▶ _WHAT TO PRODUCE_: Write out the entire listing below word for word, leaving out the picture.

▶ _INFORMATION PROVIDED_:
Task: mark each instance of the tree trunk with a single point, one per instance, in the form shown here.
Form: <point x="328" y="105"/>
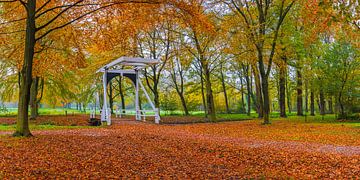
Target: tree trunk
<point x="331" y="110"/>
<point x="224" y="89"/>
<point x="288" y="94"/>
<point x="259" y="99"/>
<point x="203" y="93"/>
<point x="209" y="94"/>
<point x="341" y="105"/>
<point x="33" y="98"/>
<point x="265" y="90"/>
<point x="322" y="103"/>
<point x="22" y="123"/>
<point x="121" y="92"/>
<point x="306" y="97"/>
<point x="111" y="97"/>
<point x="282" y="84"/>
<point x="312" y="103"/>
<point x="248" y="87"/>
<point x="242" y="110"/>
<point x="299" y="94"/>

▶ _RESULT_:
Task: mark each instance of the tree trunk with a single point, one per instance, in the form shown here.
Form: <point x="328" y="105"/>
Target: tree trunk
<point x="331" y="110"/>
<point x="224" y="89"/>
<point x="288" y="94"/>
<point x="259" y="99"/>
<point x="203" y="93"/>
<point x="209" y="94"/>
<point x="341" y="105"/>
<point x="33" y="98"/>
<point x="265" y="90"/>
<point x="322" y="103"/>
<point x="22" y="123"/>
<point x="121" y="92"/>
<point x="306" y="97"/>
<point x="111" y="97"/>
<point x="282" y="84"/>
<point x="312" y="103"/>
<point x="248" y="87"/>
<point x="242" y="110"/>
<point x="299" y="94"/>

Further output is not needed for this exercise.